**Prompt**
Exactly the lines starting at the line containing "mind finding the black backpack" and ending at the line containing "mind finding the red" are to be written out from the listing below, both included.

**Dataset excerpts**

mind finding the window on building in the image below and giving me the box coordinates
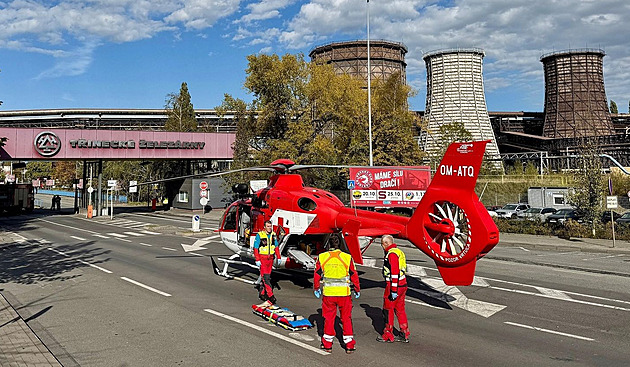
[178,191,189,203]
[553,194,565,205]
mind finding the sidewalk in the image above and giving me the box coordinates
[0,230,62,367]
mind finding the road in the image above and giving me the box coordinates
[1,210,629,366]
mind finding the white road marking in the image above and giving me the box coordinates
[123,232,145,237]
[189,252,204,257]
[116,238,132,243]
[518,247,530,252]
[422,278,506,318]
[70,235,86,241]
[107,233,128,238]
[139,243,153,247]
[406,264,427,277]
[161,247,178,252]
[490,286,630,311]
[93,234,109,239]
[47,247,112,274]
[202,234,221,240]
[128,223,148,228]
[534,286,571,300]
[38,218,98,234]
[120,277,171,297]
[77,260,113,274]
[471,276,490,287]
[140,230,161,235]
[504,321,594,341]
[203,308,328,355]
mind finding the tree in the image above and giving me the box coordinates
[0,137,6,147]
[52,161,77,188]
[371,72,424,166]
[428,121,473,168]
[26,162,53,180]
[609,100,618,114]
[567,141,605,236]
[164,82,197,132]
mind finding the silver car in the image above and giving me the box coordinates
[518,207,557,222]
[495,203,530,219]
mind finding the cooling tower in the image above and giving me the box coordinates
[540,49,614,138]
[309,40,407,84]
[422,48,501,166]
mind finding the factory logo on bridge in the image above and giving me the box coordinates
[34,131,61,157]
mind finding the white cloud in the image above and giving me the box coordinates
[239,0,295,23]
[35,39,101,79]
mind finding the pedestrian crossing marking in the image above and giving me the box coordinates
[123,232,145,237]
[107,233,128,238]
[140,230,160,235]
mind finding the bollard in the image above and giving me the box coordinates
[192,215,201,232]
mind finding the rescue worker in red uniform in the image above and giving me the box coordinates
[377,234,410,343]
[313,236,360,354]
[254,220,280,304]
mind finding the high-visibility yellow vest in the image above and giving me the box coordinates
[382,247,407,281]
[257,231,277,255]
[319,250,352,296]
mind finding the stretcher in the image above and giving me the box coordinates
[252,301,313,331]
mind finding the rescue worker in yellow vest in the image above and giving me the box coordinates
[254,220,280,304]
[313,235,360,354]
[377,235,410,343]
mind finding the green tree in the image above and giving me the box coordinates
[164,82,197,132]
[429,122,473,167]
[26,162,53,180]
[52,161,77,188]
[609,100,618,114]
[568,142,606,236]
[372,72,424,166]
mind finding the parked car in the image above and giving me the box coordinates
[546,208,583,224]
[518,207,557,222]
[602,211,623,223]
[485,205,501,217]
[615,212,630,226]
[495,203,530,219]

--

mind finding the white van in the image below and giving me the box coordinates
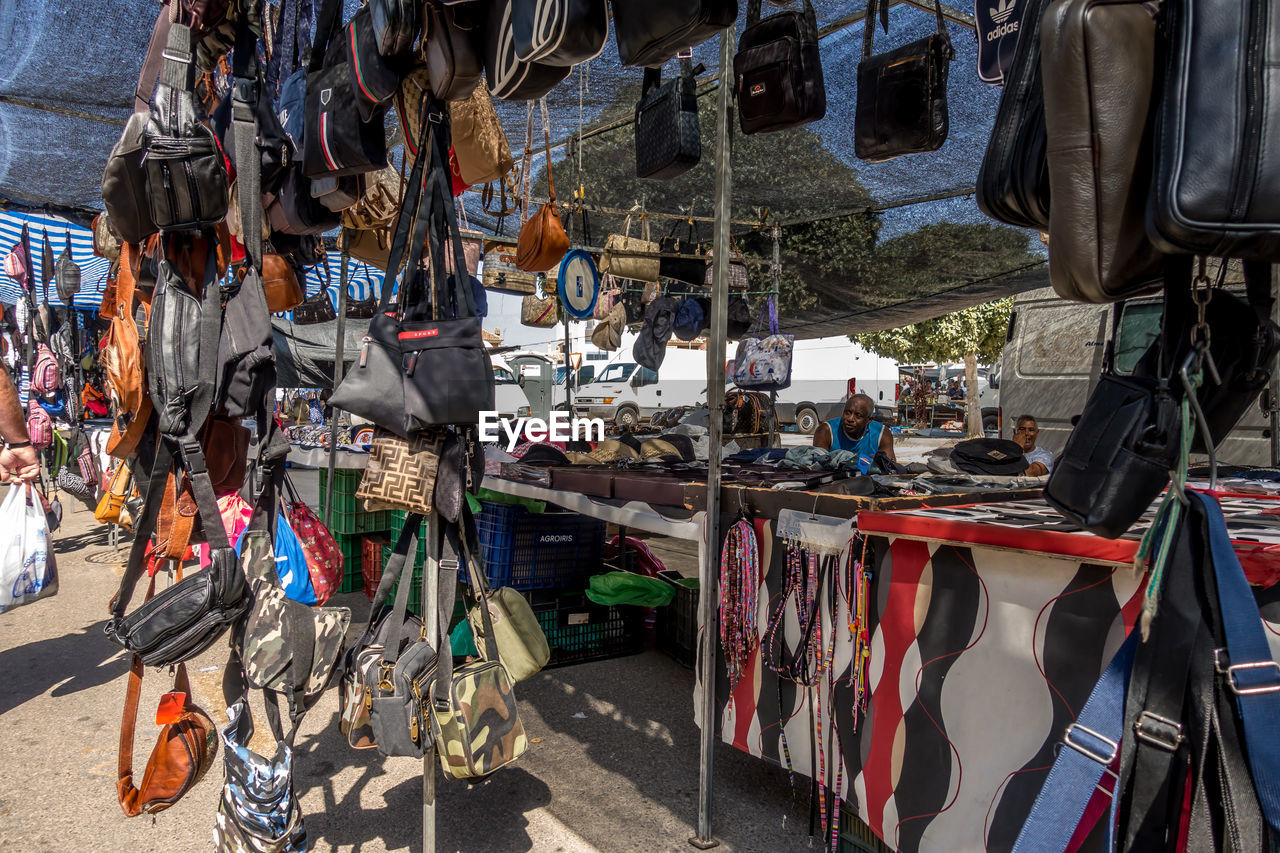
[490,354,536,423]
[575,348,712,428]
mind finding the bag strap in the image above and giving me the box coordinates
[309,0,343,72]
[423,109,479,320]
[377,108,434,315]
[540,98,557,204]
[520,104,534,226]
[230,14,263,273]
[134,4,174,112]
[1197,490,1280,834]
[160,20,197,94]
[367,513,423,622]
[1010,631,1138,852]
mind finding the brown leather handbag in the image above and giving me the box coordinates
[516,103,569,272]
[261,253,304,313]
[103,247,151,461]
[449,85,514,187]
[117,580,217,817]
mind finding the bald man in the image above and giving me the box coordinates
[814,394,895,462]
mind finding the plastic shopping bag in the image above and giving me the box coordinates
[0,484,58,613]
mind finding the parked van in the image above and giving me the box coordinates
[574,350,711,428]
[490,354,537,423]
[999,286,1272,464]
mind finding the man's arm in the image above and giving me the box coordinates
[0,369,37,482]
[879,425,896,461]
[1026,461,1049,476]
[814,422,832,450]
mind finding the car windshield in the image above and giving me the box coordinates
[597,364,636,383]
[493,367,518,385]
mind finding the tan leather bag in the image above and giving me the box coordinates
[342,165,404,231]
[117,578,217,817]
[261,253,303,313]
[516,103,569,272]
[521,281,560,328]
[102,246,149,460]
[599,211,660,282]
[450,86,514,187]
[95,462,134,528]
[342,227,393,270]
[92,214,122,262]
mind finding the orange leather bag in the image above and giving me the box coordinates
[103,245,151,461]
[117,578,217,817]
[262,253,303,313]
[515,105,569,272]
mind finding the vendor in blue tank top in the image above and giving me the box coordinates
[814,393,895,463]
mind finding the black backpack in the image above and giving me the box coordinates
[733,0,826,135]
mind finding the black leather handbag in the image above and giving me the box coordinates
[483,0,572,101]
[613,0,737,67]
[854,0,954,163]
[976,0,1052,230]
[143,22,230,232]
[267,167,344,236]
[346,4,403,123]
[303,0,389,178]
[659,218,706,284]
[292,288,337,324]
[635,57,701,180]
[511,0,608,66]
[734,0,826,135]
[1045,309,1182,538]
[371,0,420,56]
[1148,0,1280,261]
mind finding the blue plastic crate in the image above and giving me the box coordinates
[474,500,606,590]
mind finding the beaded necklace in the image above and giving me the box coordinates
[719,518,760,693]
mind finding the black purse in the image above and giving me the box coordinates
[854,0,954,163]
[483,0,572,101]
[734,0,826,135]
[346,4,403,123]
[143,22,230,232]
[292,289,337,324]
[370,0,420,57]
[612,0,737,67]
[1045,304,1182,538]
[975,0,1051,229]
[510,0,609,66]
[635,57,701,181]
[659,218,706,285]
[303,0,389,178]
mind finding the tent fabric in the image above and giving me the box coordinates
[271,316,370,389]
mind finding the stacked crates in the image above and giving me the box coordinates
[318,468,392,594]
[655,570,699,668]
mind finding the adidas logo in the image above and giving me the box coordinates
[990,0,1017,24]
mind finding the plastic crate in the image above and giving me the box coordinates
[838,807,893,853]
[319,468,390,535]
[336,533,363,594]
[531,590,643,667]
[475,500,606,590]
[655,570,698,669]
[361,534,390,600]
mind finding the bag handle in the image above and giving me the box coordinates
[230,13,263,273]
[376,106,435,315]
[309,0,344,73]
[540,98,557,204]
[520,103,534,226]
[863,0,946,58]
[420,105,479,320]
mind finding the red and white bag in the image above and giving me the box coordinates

**Exercise solution**
mind finding the black backpack in the image above and giving me the box coordinates
[733,0,826,135]
mind finding the black leather handbag in the image above and giving me the box coordinates
[483,0,572,101]
[613,0,737,67]
[854,0,954,163]
[976,0,1052,230]
[143,22,230,232]
[267,167,344,236]
[346,4,403,123]
[303,0,389,178]
[659,218,706,284]
[292,288,337,324]
[635,57,701,180]
[511,0,608,66]
[734,0,826,135]
[1045,309,1182,538]
[371,0,420,56]
[1148,0,1280,261]
mind finding the blue plastic crate in the image above and giving me the box coordinates
[474,500,606,590]
mind finding the beaded necklace in the image above and giving me the box coordinates
[719,518,760,693]
mind finding the black purse in the image above and giving me the box coordinates
[854,0,954,163]
[483,0,572,101]
[734,0,826,135]
[346,4,403,123]
[143,22,230,232]
[292,289,337,324]
[370,0,420,57]
[612,0,737,67]
[1045,304,1182,538]
[975,0,1051,229]
[510,0,609,66]
[635,57,701,181]
[659,218,706,285]
[303,0,389,178]
mind finding the tent fabric in the image above and giving me the box coordinates
[271,316,370,389]
mind finding the stacked crates in the image above and giving me the box coordinates
[318,468,392,594]
[655,570,699,668]
mind finding the adidas logo in the image above and giving me the box coordinates
[990,0,1017,24]
mind finding the plastic crate in the image above and giving me the box coordinates
[838,807,893,853]
[319,468,390,535]
[336,533,363,594]
[531,590,643,667]
[475,500,606,590]
[655,570,698,669]
[361,534,390,600]
mind finding the bag handle in the image above and giving me the box coordinates
[230,13,263,273]
[376,106,435,315]
[309,0,344,73]
[540,98,557,204]
[520,103,534,226]
[863,0,946,58]
[420,105,479,320]
mind finding the red and white bag in the image above and giving me the box coordinates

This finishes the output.